Exercise A =>
Decide whether each statement below agrees with the IPO market passage, answering yes or no and quoting the words of the passage that settle it: (i) Renaissance Capital counted 146 companies that went public last year; (ii) Renaissance Capital expects 2025 to be a blowout year for IPOs; (iii) Omar Khalil is a managing director at Sante Ventures.
Exercise B =>
Resume the IPO market passage, picking up immediately after its final sentence.

Text excerpt =>
^^^^^^^^

Last year was a rebuilding one for the IPO market, according to Renaissance Capital. The IPO research firm counted 146 companies that went public across a range of industries. Those companies raised $29.6 billion, which was 50% more compared to the prior year. Even so, deal flow was slow as companies repeatedly pushed back IPO timelines amid uncertainty about interest rate cuts and other signs of economic volatility. Renaissance expects 2025 will be a better year for IPOs.
“While some may be skeptical that a pickup is once again ‘right around the corner,’ the IPO market has a stronger foundation now than at any point since the Covid bubble burst in 2022,” the firm said in its 2024 annual review. “High returns, renewed optimism, and a steady flow of private company news point to more deals on the horizon, and while we don’t expect a blowout year, IPO activity should finally normalize fully in 2025.”
Sante Ventures managing director Omar Khalil noted key differences in the kind of biotech company that can go public now versus a few years ago. Many companies that went public during the IPO boom were early stage or even preclinical. Some had what amounted to an interesting science project or scientific thesis that was not well supported by clinical data, he said. Investors welcomed these newly public companies in part because extremely low interest rates made it easy to invest.

^^^^^^^^

[Items from a dataset]

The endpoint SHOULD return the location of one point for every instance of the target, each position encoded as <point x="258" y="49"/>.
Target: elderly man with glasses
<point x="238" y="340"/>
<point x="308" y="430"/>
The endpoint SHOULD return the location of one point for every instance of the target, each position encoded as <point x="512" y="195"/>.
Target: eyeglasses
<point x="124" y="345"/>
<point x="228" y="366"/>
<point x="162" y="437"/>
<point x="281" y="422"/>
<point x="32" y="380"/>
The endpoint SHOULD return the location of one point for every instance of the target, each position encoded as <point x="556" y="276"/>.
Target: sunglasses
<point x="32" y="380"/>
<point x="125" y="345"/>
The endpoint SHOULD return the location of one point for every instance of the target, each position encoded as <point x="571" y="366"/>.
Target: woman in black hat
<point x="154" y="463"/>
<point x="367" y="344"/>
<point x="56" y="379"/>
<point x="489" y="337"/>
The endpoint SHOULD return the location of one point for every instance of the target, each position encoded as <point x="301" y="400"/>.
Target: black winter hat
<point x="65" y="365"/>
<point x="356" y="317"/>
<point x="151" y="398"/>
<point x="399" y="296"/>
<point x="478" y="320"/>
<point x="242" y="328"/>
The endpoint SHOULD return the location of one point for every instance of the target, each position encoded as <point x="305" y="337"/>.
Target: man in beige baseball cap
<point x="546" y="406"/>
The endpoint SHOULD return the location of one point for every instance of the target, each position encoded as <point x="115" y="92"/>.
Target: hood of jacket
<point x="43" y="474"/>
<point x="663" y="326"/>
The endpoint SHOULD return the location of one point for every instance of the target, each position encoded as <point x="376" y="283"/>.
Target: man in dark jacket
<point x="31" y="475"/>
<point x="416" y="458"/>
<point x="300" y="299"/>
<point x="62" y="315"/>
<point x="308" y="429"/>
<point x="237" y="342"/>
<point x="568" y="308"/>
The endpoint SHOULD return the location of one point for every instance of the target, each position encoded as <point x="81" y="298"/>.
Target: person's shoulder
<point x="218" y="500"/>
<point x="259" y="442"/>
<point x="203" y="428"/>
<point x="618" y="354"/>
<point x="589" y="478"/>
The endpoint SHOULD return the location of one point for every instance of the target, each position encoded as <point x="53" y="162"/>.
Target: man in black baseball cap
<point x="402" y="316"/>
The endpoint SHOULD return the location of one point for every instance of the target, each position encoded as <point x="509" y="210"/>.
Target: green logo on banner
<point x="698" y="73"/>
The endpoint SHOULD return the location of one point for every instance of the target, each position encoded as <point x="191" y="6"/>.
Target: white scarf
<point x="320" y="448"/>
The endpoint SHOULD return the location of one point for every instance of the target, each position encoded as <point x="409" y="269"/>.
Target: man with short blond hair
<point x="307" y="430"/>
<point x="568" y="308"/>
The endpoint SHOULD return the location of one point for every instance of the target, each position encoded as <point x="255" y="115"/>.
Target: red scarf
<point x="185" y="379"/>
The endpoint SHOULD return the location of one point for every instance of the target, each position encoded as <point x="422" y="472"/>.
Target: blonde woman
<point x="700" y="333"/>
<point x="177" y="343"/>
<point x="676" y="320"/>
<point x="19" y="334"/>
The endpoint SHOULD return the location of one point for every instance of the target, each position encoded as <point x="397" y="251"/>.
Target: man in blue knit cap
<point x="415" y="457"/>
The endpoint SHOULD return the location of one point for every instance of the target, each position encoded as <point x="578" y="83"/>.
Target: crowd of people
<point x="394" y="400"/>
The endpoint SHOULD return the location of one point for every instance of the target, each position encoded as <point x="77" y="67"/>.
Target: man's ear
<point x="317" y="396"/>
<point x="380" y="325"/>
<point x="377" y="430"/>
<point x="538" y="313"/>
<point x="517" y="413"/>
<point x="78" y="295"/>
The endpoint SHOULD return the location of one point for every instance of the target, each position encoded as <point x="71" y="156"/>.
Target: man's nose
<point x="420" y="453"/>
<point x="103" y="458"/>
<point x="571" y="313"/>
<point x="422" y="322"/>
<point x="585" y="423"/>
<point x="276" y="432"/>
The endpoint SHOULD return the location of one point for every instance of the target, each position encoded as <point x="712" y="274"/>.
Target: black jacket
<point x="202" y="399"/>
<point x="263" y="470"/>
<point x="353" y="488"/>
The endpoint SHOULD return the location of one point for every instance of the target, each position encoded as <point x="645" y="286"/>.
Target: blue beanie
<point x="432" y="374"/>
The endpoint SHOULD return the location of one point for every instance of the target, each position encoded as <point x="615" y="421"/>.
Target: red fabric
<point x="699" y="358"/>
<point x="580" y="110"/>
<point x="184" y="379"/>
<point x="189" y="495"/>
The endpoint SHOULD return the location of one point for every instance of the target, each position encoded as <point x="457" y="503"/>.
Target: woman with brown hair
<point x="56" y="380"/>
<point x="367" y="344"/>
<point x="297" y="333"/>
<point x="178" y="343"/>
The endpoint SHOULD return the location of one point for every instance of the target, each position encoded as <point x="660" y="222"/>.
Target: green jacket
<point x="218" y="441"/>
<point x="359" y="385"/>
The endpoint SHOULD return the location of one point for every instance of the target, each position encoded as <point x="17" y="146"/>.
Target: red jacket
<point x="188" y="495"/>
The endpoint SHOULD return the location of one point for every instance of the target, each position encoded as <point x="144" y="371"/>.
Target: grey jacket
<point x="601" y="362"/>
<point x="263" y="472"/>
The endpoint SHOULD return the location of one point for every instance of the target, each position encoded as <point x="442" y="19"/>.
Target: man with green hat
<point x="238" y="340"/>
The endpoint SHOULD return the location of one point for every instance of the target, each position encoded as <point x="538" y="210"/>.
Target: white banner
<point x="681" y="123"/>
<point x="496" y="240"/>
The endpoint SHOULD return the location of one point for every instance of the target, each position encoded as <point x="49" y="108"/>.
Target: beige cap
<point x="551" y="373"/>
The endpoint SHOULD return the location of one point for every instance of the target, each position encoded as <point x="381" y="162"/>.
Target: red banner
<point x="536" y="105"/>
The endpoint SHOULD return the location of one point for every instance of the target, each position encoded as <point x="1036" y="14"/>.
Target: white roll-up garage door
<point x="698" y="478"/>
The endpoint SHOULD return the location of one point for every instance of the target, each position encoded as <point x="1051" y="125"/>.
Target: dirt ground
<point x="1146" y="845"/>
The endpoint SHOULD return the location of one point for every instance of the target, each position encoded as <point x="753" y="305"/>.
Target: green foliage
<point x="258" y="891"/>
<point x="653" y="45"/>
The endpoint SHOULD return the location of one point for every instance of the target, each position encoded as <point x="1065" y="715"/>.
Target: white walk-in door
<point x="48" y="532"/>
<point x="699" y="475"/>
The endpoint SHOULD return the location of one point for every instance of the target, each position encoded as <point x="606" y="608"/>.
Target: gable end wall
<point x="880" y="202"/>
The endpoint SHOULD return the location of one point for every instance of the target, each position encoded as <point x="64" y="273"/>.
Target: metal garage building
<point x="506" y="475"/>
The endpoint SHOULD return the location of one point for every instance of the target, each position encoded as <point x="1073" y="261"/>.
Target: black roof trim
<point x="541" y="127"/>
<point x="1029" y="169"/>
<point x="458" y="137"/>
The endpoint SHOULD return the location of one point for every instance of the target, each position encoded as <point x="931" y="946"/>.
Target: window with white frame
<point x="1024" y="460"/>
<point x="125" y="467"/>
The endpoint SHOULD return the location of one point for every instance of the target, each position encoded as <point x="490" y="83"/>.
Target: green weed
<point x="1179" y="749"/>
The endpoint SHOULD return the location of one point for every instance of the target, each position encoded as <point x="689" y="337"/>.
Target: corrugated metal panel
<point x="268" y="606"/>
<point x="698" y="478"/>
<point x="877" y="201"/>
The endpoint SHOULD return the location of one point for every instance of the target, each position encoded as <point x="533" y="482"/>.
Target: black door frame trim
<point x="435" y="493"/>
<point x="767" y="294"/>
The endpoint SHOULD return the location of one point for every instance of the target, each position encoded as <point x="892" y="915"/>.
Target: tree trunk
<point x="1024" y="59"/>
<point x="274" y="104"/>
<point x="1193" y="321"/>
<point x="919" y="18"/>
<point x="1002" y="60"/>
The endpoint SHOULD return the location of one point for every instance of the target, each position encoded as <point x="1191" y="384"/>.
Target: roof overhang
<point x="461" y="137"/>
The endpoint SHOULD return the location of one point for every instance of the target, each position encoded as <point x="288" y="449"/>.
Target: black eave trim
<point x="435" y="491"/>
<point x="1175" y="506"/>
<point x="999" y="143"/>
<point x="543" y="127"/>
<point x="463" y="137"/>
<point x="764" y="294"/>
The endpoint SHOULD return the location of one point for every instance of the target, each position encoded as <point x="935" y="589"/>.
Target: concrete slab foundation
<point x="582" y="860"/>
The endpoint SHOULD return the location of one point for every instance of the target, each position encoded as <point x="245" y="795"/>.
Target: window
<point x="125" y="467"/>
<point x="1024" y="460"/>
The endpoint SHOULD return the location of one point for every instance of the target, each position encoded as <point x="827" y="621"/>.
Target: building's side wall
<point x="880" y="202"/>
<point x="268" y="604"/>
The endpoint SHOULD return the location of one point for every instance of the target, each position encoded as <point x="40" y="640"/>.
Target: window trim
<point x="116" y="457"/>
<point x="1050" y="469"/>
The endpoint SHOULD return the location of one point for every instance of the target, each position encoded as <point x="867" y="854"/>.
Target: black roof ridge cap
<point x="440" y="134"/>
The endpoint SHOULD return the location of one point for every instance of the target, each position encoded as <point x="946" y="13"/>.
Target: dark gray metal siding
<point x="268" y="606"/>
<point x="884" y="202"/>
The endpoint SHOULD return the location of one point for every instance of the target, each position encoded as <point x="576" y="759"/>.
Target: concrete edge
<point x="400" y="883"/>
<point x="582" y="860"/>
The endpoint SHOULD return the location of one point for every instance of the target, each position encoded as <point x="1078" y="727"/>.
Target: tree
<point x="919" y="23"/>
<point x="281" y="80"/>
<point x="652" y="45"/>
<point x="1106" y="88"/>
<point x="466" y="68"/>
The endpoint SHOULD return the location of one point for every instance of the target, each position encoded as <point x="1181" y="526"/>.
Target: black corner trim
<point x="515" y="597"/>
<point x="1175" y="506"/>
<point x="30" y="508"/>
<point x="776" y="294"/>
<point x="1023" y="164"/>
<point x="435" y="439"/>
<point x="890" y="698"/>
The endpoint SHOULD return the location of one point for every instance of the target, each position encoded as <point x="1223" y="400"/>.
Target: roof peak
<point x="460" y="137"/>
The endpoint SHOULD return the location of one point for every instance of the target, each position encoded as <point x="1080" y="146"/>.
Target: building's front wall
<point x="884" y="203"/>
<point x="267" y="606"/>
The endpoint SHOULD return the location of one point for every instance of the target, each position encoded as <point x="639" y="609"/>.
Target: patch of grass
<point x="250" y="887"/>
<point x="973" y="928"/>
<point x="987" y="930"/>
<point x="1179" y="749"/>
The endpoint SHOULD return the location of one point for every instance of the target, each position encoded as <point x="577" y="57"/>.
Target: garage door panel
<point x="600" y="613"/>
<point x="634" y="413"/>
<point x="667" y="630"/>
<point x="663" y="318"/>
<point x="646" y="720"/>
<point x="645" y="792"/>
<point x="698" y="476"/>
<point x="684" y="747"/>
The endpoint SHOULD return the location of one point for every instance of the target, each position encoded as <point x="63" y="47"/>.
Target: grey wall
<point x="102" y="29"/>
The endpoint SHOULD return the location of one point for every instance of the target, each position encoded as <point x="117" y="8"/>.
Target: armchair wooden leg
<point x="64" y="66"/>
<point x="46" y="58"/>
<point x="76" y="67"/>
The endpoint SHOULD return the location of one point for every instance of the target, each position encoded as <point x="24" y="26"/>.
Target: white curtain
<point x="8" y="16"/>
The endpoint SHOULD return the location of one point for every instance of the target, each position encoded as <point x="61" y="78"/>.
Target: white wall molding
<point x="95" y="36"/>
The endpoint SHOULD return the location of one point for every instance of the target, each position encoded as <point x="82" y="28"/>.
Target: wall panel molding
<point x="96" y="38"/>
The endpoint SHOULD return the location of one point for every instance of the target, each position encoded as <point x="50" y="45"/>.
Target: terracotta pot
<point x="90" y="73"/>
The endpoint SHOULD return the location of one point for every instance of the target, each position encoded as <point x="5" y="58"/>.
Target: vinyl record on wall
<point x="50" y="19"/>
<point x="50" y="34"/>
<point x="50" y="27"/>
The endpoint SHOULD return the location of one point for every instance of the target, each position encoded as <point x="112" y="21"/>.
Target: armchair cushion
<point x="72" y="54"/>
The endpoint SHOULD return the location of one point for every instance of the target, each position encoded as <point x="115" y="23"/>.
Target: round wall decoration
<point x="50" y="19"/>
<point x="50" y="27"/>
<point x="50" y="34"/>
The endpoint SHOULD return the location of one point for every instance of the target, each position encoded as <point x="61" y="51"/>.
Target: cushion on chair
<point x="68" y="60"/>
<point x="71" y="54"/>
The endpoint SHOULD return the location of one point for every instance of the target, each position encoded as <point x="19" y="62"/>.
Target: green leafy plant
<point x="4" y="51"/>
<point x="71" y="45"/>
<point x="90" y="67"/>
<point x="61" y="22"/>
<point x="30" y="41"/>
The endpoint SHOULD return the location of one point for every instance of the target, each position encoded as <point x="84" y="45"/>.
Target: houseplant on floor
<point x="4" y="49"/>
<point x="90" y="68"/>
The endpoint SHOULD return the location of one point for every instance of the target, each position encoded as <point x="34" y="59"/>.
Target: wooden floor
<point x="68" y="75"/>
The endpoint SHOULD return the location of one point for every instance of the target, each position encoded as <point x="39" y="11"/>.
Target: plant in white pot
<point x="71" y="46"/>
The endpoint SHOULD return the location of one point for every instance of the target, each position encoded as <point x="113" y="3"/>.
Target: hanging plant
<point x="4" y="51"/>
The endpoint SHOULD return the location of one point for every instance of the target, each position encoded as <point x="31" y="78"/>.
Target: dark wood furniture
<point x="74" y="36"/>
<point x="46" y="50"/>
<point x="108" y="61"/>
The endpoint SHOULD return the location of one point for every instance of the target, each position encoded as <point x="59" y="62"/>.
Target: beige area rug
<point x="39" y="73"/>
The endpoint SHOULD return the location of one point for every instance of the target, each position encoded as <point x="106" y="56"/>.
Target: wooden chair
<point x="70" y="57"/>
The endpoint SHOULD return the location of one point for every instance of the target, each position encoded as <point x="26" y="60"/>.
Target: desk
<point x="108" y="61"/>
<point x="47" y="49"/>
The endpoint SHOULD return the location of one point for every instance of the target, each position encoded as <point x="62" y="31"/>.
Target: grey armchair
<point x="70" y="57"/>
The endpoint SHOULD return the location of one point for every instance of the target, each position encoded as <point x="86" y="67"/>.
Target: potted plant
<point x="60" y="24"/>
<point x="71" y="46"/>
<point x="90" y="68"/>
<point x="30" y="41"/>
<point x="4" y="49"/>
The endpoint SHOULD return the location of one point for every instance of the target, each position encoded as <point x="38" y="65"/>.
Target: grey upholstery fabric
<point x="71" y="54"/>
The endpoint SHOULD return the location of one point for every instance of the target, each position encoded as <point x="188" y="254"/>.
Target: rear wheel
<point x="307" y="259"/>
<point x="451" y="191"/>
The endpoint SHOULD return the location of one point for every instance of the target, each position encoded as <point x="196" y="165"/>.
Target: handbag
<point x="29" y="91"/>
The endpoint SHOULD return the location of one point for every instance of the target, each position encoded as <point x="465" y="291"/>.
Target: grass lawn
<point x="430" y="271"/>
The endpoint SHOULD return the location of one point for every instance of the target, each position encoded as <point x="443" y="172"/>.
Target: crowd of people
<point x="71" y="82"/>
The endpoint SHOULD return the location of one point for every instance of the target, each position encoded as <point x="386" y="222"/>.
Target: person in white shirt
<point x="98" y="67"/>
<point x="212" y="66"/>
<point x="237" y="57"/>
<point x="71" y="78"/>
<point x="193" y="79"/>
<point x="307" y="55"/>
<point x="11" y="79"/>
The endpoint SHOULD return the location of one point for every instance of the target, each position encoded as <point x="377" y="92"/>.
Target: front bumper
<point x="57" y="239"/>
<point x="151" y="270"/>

^^^^^^^^

Written response A =>
(i) Yes: "The IPO research firm counted 146 companies that went public across a range of industries."
(ii) No: "while we don’t expect a blowout year, IPO activity should finally normalize fully in 2025."
(iii) Yes: "Sante Ventures managing director Omar Khalil"

Written response B =>
The capital available to biotech companies has since become more constrained, Khalil said. Consequently, biotechs are more amenable to striking deals with big pharma. The fundamentals of investing in biotech are not revenue and profitability, but rather clinical data, he said. The companies best positioned to go public have one or more assets in late-stage clinical development. Companies that achieve clinical proof of concept against a well-validated target are able to raise capital to fund their research to late-stage development, Khalil said. But earlier-stage companies are still struggling to raise financing.
Macroeconomic factors could be key to shaping investment trends in the new year. Deloitte said 36% of survey respondents were evaluating the potential impact of inflation, economic recession, and supply chain and manufacturing disruption. According to Khalil, improving macroeconomic conditions could improve the investment climate.
“As inflation has gotten more under control and interest rates have started to come down, that’s started to loosen some of the capital that’s been stuck on the sidelines for some time,” he said.
There’s optimism for the life sciences in the coming year. Deloitte said 75% of survey respondents expressed that sentiment, based on their expectations for strong growth and margin expansion in 2025.